Materiale di partenza
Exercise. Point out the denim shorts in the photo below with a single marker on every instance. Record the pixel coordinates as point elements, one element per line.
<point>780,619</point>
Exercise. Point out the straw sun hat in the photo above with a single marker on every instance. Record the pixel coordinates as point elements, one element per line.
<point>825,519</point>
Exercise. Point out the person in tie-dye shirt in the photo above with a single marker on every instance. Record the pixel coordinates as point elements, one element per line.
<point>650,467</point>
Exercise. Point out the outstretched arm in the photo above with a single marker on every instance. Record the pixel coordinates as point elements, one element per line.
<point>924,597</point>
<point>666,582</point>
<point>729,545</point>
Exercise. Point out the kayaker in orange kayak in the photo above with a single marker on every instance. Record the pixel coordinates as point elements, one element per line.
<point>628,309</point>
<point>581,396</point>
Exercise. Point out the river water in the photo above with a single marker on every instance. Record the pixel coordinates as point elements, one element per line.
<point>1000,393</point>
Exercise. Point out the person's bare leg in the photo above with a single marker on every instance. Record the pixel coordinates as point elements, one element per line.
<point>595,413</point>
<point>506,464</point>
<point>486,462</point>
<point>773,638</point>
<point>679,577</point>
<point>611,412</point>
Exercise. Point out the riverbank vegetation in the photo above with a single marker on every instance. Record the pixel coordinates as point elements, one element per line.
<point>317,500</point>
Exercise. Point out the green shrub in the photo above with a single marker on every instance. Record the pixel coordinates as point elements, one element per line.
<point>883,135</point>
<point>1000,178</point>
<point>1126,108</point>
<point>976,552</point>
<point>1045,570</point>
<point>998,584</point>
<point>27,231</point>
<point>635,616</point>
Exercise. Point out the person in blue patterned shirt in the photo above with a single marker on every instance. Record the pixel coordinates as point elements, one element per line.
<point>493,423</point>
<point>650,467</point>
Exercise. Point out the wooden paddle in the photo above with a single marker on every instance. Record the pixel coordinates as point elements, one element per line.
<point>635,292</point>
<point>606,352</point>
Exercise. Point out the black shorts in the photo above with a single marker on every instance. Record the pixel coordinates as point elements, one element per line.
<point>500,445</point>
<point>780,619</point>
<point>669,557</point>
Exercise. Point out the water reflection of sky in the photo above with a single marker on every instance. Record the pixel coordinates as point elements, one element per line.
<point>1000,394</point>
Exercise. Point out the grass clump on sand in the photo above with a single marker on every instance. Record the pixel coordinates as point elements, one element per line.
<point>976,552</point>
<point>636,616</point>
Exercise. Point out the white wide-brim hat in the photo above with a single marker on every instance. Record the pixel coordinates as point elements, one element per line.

Compito assegnato
Trasforma tutte le righe del materiale qui sopra in un elenco numerato, senza includere le righe vuote.

Soluzione
1. Exercise. Point out the denim shorts in the photo below with a single marker on every instance. Record the pixel coordinates as point elements, one element per line.
2. <point>780,619</point>
3. Exercise. Point out the straw sun hat in the photo above with a single marker on every instance. Record the pixel coordinates as point elements, one element per line.
4. <point>825,519</point>
5. Exercise. Point out the person in tie-dye shirt in the photo above with a single marker on every instance. Record the pixel coordinates as point elements, one element per line.
6. <point>650,467</point>
7. Exercise. Point out the outstretched arm in the photo above with a single marker on every instance. Record the pixel coordinates as point elements, one element per line.
8. <point>924,597</point>
9. <point>666,582</point>
10. <point>729,545</point>
11. Exercise. Point out the kayaker in orange kayak in the photo above with a single marker on every instance. Record the pixel coordinates as point elements, one element per line.
12. <point>628,309</point>
13. <point>581,396</point>
14. Exercise. Point out the river water in the photo above with a single marker on every instance. Record the pixel coordinates as point elements, one element per line.
15. <point>1000,393</point>
16. Exercise. Point out the person's bare leg in the photo above with a single marker on every instance. Record the pixel coordinates as point elements, one element per line.
17. <point>595,413</point>
18. <point>506,464</point>
19. <point>486,462</point>
20. <point>773,638</point>
21. <point>679,577</point>
22. <point>611,412</point>
23. Exercise. Point out the riverbank vegetation in the photo above with a single marker on every instance. Record the pixel coordinates as point elements, one element per line.
24. <point>317,500</point>
25. Exercise. Point out the green shrub in the photo above with a single marker on every instance. Record the pixel coordinates as point elements, one element per line.
26. <point>883,135</point>
27. <point>1000,178</point>
28. <point>1126,108</point>
29. <point>976,552</point>
30. <point>1045,570</point>
31. <point>998,584</point>
32. <point>27,231</point>
33. <point>635,616</point>
34. Exercise. Point out the person in blue patterned shirt in the photo above with a single marker on every instance. Record the pixel coordinates as point elements, one element per line.
35. <point>493,423</point>
36. <point>650,467</point>
37. Exercise. Point out the wooden paddle in the photo above with a single marker on every instance. Record the pixel coordinates as point elements, one element per line.
38. <point>635,292</point>
39. <point>606,352</point>
40. Exercise. Point out the black shorts in the photo above with a single marker on every instance. Record the pixel coordinates as point elements, one element per line.
41. <point>500,445</point>
42. <point>780,619</point>
43. <point>669,557</point>
44. Exercise. Point out the water reflection of sky in the photo above with a single marker on every instance. Record the pixel coordinates as point elements, one element per line.
45. <point>1000,394</point>
46. Exercise. Point out the grass clump on sand in the photo above with a single marker on every instance. Record the pixel coordinates as point elements, one element per line.
47. <point>976,552</point>
48. <point>636,616</point>
49. Exercise. Point out the white wide-brim hat in the photo above with a single marker on every instance. Record the pixel coordinates as point elements, one element per line.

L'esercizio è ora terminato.